--- Begin Page text ---

Interest rates are unlikely to rise as well. The Federal Reserve has been very consistent with their messaging regarding lower policy rates for a longer period. Chair Jerome Powell recently outlined a plan that will allow the inflation rate to exceed the Fed’s 2% inflation target in order to achieve the Fed’s dual goals of full employment and price stability[1]. This should give investors some degree of comfort that the Fed will prevent shocks to the market, including a significant change in interest rate policy. While there are other factors that may weigh on longer term interest rates, short-term interest rates will remain pegged for the foreseeable future. But lower interest rates mean less cash flow from the bond portfolio. One way to supplement this is to create a better capital appreciation profile. Build’s strategies allow the investor to remain conservatively positioned in a high credit-quality bond portfolio while participating in potential upside equity moves via a long-only call positions on the equity market.

--- End Page text ---
--- Begin Data shown ---

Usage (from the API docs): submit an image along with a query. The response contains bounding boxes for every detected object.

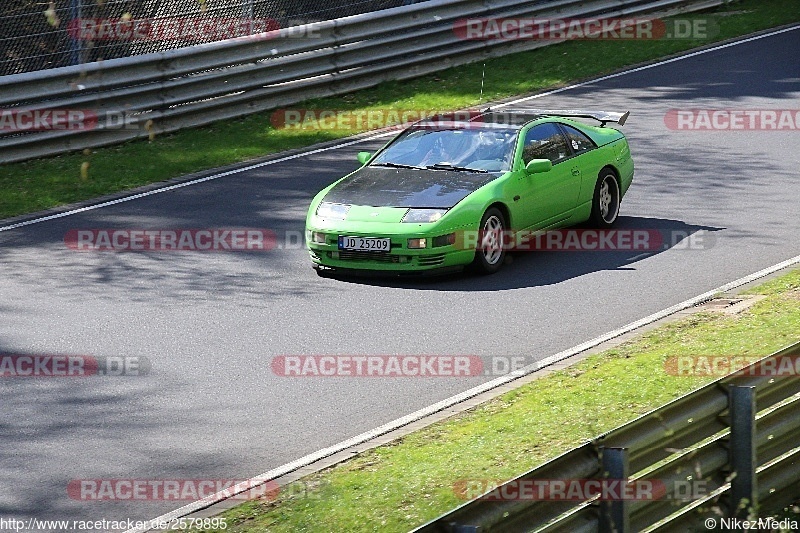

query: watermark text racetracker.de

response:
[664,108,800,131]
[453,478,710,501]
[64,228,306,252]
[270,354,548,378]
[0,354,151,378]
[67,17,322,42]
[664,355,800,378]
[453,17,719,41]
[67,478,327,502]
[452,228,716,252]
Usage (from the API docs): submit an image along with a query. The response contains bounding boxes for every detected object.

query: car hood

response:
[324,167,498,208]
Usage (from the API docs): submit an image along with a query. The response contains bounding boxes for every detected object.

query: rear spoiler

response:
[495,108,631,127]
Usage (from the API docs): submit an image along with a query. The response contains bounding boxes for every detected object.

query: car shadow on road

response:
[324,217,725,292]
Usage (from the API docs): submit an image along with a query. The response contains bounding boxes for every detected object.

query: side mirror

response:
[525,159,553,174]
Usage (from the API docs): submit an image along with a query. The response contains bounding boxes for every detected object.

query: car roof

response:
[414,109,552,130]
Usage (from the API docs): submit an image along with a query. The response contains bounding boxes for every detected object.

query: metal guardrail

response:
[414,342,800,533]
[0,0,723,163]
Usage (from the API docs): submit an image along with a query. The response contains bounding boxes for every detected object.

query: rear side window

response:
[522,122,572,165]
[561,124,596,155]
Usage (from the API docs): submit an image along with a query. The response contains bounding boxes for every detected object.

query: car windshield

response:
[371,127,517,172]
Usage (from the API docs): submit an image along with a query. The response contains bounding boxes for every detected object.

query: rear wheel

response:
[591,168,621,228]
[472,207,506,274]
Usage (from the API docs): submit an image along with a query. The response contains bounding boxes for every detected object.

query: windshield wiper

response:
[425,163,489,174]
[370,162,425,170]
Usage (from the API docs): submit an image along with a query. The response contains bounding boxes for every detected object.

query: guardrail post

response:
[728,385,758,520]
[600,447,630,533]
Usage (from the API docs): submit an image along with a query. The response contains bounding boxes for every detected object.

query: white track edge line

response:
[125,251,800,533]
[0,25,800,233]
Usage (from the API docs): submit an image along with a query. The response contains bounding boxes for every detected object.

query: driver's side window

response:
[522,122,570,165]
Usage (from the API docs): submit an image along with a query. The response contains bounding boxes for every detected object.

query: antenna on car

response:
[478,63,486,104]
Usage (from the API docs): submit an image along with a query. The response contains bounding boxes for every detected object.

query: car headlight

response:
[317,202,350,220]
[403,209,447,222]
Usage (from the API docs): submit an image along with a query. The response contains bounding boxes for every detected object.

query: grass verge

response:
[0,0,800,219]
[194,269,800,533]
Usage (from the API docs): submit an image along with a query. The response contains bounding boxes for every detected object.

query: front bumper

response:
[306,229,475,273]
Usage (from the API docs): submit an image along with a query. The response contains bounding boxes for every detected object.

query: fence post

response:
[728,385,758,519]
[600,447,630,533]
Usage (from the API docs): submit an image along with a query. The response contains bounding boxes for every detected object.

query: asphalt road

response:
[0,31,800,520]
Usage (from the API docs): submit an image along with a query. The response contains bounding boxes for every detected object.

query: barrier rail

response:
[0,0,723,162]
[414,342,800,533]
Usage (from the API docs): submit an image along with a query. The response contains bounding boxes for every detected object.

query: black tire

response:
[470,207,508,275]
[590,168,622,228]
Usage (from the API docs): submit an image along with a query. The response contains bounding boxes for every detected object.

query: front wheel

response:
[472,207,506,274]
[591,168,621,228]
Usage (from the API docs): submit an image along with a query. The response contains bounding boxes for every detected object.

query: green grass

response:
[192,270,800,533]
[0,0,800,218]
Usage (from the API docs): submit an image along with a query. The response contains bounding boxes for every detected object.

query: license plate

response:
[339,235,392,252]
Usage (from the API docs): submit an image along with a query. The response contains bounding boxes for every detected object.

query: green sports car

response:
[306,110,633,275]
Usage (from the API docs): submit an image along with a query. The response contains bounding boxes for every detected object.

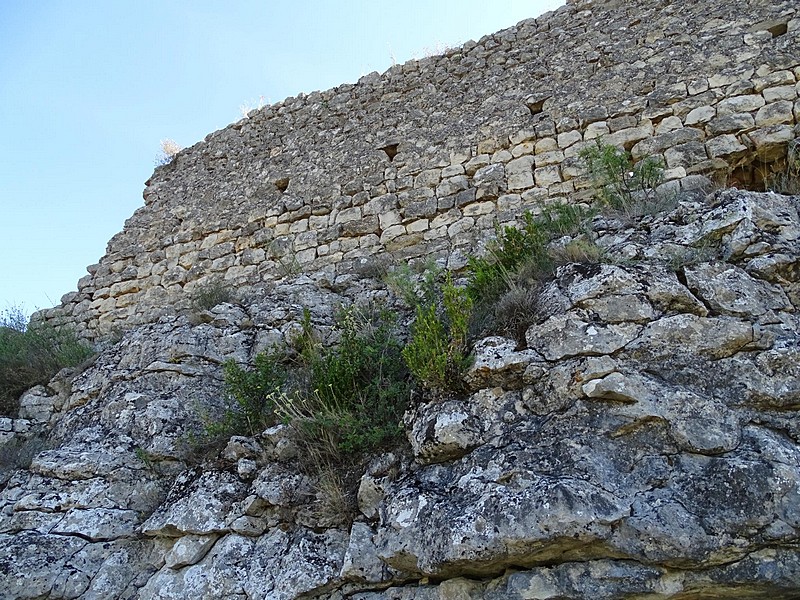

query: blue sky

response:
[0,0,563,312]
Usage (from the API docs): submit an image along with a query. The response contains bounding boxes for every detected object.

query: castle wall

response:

--- End Data shown ---
--- Begin Data shown ---

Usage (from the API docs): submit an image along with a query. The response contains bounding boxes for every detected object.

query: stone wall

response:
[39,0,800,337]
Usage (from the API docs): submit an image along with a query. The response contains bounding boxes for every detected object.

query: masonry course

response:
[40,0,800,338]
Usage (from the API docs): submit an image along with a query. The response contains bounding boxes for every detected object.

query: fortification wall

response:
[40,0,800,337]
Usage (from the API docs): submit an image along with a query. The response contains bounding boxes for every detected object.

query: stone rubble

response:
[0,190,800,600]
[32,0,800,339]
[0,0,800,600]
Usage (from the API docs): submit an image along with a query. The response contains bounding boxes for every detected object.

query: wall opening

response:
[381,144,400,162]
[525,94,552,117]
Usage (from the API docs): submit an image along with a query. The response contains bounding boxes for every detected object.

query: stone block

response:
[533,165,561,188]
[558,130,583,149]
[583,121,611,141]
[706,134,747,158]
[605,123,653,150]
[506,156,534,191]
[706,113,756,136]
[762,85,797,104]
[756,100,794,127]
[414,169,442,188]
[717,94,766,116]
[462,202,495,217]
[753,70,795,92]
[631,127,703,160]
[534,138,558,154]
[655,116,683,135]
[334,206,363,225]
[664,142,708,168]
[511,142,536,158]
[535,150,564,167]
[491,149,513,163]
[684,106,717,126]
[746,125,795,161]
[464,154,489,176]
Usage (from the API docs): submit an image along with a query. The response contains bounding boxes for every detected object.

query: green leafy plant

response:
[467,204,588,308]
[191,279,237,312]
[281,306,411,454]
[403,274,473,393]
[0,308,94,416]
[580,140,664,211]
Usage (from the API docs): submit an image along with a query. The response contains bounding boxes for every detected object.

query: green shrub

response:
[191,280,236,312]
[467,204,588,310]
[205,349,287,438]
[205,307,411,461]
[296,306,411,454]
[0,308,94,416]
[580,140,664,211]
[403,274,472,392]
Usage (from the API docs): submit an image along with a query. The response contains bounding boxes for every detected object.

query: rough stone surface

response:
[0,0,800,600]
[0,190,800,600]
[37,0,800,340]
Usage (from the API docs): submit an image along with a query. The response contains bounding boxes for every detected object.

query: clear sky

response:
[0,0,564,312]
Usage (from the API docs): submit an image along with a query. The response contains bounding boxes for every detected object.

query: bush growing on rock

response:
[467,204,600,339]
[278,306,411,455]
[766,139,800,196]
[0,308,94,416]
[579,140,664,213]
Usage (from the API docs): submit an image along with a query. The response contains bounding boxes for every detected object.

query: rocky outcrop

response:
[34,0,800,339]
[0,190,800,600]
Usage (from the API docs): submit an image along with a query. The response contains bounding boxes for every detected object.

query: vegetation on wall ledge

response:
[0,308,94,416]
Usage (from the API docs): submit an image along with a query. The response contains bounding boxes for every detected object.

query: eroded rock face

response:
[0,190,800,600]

--- End Data shown ---

§ Required work:
A - Summarize the passage on interest rates in two sentences.
B - Write the next part of the passage on interest rates and bond portfolios, picking up after its final sentence.

§ Written responses:
A - The Federal Reserve has consistently signaled lower policy rates for a longer period, and Chair Jerome Powell has outlined a plan that lets inflation exceed the Fed's 2% target in pursuit of full employment and price stability, so short-term rates should stay pegged for the foreseeable future. Because lower rates mean less cash flow from a bond portfolio, Build's strategies aim to improve capital appreciation by keeping investors in high credit-quality bonds while participating in potential equity upside through long-only call positions.

B -
In the unlikely event that inflation did begin to appear, active fixed income managers can shorten duration (although in most circumstances, our bias is to be neutral to duration) and increase the portfolio’s credit profile to mitigate any adverse effects inflation might cause. The traditional cause of an increase in inflation is that underlying economic growth is improving, typically indicating a rising equity market. In the event inflation does appear, Build’s Indexed Risk Control offerings are well positioned to provide the anchor of an actively managed fixed income portfolio combined with potential upside equity returns using a long-only equity call options strategy.

 

The Declining Value of the USD

The Threat: The USD will lose value and cause price pressure on imported goods

While currency is not necessarily the first thing fixed income investors consider, it is an essential element of the macroeconomic landscape. Related to the inflation concerns noted above, a country’s relative currency strength or weakness can make that country’s goods more or less expensive. For instance, a weaker currency in the U.S. can make U.S.-made goods look less expensive to foreign buyers. But that same weaker USD will make the cost of buying imported goods more expensive. With the United States running a persistent trade deficit (we import more goods than we export), a weaker USD could add price pressure on those net-imported goods.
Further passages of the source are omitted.